Copy out the stretch of data from the line containing "Ground coffee mug in the picture." through the line containing "[0,14,704,307]", keeping both end lines and leaving the pictures out.

### Record set
----

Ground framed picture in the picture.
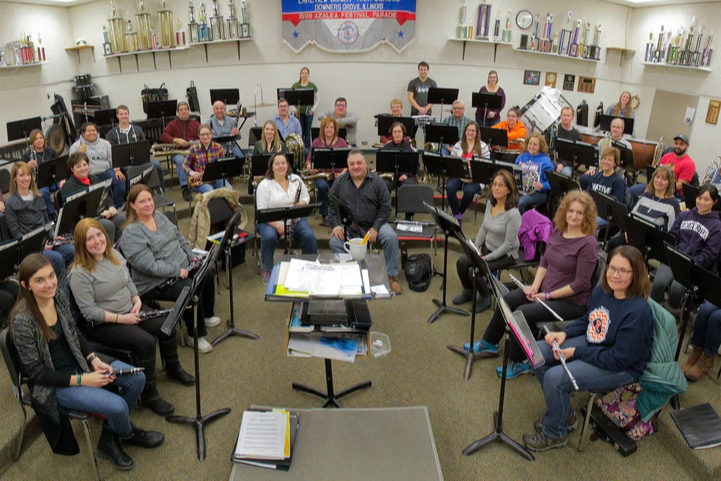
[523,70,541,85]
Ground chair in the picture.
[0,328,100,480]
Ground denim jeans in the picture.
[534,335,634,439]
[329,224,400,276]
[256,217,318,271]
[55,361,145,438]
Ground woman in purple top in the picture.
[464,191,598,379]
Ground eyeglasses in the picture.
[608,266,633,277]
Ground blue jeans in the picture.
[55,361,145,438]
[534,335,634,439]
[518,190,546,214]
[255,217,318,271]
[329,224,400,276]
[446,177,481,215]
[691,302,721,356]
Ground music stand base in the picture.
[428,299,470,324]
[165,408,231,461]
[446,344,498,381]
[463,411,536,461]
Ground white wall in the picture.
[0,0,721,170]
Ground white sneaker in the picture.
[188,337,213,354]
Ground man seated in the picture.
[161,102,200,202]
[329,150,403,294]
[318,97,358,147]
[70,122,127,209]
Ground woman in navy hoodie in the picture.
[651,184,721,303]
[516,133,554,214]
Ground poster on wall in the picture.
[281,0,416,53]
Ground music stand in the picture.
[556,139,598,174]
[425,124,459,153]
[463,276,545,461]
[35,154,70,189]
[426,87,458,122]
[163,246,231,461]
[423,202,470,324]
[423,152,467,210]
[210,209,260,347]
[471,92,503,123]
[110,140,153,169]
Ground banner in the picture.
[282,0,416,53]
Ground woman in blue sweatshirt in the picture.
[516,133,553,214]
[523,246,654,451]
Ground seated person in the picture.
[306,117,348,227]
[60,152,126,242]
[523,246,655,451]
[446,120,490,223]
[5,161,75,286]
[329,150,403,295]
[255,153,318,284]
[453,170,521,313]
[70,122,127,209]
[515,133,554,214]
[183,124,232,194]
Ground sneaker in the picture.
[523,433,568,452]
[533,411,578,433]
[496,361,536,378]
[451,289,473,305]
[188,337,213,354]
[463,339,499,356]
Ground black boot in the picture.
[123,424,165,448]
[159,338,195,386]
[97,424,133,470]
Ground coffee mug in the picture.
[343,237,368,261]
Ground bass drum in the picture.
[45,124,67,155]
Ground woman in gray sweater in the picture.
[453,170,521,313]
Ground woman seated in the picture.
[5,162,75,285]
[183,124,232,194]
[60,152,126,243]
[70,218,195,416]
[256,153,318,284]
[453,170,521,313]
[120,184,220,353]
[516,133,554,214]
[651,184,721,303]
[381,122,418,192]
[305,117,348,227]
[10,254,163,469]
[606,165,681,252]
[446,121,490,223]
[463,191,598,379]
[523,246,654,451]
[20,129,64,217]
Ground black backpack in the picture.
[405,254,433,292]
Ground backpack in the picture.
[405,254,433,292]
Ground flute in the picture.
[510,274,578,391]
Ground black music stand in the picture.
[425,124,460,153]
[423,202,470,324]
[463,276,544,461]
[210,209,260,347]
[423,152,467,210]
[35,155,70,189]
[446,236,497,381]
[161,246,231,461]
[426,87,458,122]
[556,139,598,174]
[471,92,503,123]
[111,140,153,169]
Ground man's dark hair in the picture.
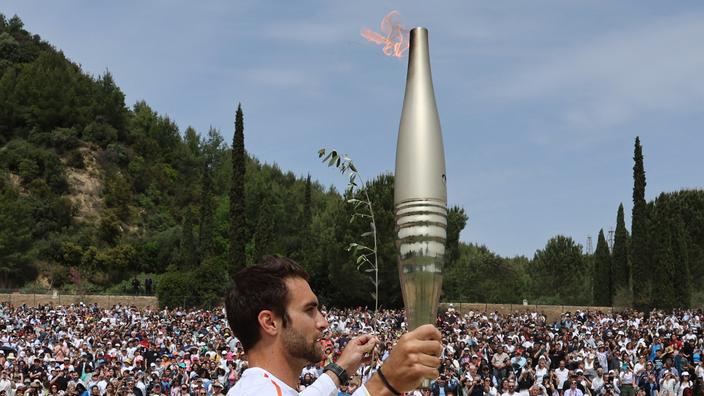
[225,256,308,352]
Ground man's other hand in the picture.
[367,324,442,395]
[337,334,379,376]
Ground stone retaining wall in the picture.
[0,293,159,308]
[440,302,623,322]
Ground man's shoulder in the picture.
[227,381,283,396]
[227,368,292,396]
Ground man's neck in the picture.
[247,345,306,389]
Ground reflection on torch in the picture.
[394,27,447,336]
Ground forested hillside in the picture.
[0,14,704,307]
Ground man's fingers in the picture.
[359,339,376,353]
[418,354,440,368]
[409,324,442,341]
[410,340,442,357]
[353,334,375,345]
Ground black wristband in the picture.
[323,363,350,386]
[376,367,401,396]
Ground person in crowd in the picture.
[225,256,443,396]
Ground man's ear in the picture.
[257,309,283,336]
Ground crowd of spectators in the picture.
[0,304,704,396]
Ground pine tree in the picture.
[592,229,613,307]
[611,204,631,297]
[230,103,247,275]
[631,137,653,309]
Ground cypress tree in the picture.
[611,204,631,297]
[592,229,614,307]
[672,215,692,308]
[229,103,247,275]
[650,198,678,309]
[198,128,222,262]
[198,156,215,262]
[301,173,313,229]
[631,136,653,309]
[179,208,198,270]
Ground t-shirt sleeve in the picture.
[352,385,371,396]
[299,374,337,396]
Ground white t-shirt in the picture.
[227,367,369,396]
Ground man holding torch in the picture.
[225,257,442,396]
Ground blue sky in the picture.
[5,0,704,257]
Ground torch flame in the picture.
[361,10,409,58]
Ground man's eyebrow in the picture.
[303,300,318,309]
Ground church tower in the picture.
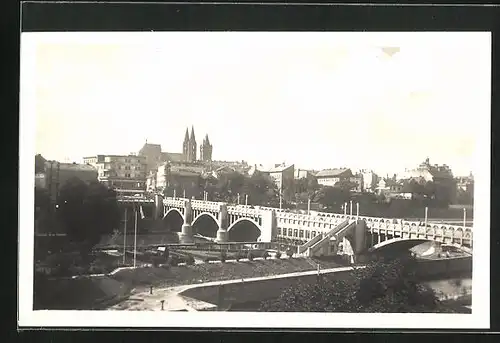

----

### Result of the exercise
Ground coffee mug in the picture.
[343,237,368,261]
Ground bass drum in the picture.
[45,124,67,155]
Ground woman in gray sweater in the picture.
[453,170,521,313]
Ground woman seated in the picture.
[5,162,75,285]
[183,124,232,194]
[60,152,126,243]
[70,218,195,416]
[256,153,318,284]
[453,170,521,313]
[120,184,220,353]
[516,133,554,214]
[651,184,721,303]
[381,122,418,192]
[305,117,348,227]
[10,254,163,469]
[606,165,681,252]
[446,121,490,223]
[463,191,598,379]
[523,246,654,451]
[20,129,64,217]
Ground black backpack in the picture.
[405,254,433,292]
Ground backpack in the picture.
[405,254,433,292]
Ground flute in the picture.
[510,274,578,391]
Ground black music stand in the picture.
[425,124,460,153]
[423,202,470,324]
[463,276,544,461]
[210,209,260,347]
[423,152,467,210]
[35,155,70,189]
[446,236,497,381]
[161,246,231,461]
[426,87,458,122]
[556,139,598,174]
[471,92,503,123]
[111,140,153,169]
Ground man's dark hair in the picture.
[225,256,308,352]
Ground man's other hand in the picture.
[367,324,442,395]
[337,334,379,376]
Ground stone retaining wall in the picture.
[0,293,159,308]
[440,302,623,322]
Ground man's shoulder in the picture.
[227,381,283,396]
[227,368,292,396]
Ground man's neck in the picture.
[247,345,306,389]
Ground reflection on torch in the picture.
[394,27,447,336]
Ground forested hillside in the picture.
[0,14,704,307]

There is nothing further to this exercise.